• **Passage to read**:
########################################

I love America, and have proudly invested in America. I have invested by building successful businesses employing thousands of American workers. And I have invested in our country by paying taxes.
But our nation loses $100 billion a year to tax dodging by some of our largest corporations and wealthiest people. That’s a trillion-dollar hole in our national treasury over the next decade unless we act now to plug it.
Tax dodging companies are disinvesting in our country – not investing in it.
Many U.S. multinational companies use a gimmick called “transfer pricing” – shifting patents to their offshore subsidiaries, for example – in order to pretend they’ve earned their profits in a tax haven like the Cayman Islands, Bermuda or Luxembourg, even though their operations there may be little more than a mail box. What they’re really doing is transferring their U.S. profits offshore and transferring their tax responsibilities to the rest of us.
In this global version of a shell game, corporations move their profits to offshore shell company subsidiaries; the U.S. parent company reports to the IRS that they’ve made almost no profits, or even lost money on their U.S. operations. These companies are passing the buck to other taxpayers and robbing our national treasury of funds we need.
It sickens me that businesses like mine responsibly paid taxes at the rate of 35 percent on millions of dollars in profits while companies like GE would pay zero percent on billions of dollars in profits. Even worse, they had so many tax loopholes and tax subsidies that Uncle Sam actually owed them money. From 2008 to 2010, GE had $7.7 billion in pretax U.S. profits and $4.7 billion in tax refunds, giving it a negative 61.3 percent tax rate, reports the tax experts at Citizens for Tax Justice.
We need to ask what kind of country we want to have and who is going to pay for it.
I have been fortunate to live the American Dream. I know my success is due to many factors. I know, for example, as a software entrepreneur, that I would have had no business at all without the government assistance I received for my college education, or the government research that led to the Internet.
It’s obscene that computer and internet companies like Google, Microsoft, Apple and Cisco are part of a coalition clamoring for a tax holiday to “repatriate” profits they shifted to tax havens to avoid U.S. taxes.
It’s obscene that so many members of Congress are willing to legislate austerity for American workers, small businesses and retirees while leaving the door open for big corporations to dodge taxes through tax havens.

########################################

• **Requirement 1**: Decide whether each statement agrees with the essay on corporate tax dodging, answering yes or no and quoting the words of the essay that settle it: (a) GE had a negative tax rate from 2008 to 2010. (b) The writer's businesses paid taxes at a rate of 20 percent. (c) The nation loses $100 billion a year to tax dodging.
• **Requirement 2**: Print the part of the essay on corporate tax dodging starting at "I love America, and" and ending at "investing in it.".

########################################

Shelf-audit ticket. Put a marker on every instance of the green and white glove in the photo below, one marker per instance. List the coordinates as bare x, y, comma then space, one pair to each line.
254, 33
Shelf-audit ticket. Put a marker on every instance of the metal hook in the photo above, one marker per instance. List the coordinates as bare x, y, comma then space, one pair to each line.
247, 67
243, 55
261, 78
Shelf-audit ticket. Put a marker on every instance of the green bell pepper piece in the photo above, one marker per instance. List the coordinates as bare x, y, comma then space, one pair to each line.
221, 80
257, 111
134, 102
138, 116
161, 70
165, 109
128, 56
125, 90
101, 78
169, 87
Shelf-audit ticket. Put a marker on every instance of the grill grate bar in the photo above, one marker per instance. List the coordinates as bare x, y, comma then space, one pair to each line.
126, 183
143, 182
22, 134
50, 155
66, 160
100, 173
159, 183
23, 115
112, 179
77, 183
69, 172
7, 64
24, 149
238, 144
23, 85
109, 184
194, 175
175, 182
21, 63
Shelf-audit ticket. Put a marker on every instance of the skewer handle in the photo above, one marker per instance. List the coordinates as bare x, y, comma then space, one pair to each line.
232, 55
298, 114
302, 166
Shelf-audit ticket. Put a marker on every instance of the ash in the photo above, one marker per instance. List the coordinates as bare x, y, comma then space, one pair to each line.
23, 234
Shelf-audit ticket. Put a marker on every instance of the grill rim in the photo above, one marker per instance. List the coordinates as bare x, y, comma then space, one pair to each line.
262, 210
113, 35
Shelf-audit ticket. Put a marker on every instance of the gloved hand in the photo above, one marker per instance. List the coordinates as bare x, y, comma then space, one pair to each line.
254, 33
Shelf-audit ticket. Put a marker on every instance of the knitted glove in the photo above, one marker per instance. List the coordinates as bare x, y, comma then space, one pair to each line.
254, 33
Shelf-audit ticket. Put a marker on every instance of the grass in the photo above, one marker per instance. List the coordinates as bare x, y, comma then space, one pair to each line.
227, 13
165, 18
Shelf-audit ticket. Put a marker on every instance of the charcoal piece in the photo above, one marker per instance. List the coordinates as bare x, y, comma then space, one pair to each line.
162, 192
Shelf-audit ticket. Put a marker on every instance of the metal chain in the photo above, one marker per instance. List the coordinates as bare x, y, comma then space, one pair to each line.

########################################

• **Answer 1**:
(a) Yes: "giving it a negative 61.3 percent tax rate"
(b) No: "businesses like mine responsibly paid taxes at the rate of 35 percent"
(c) Yes: "our nation loses $100 billion a year to tax dodging"

• **Answer 2**:
I love America, and have proudly invested in America. I have invested by building successful businesses employing thousands of American workers. And I have invested in our country by paying taxes.
But our nation loses $100 billion a year to tax dodging by some of our largest corporations and wealthiest people. That’s a trillion-dollar hole in our national treasury over the next decade unless we act now to plug it.
Tax dodging companies are disinvesting in our country – not investing in it.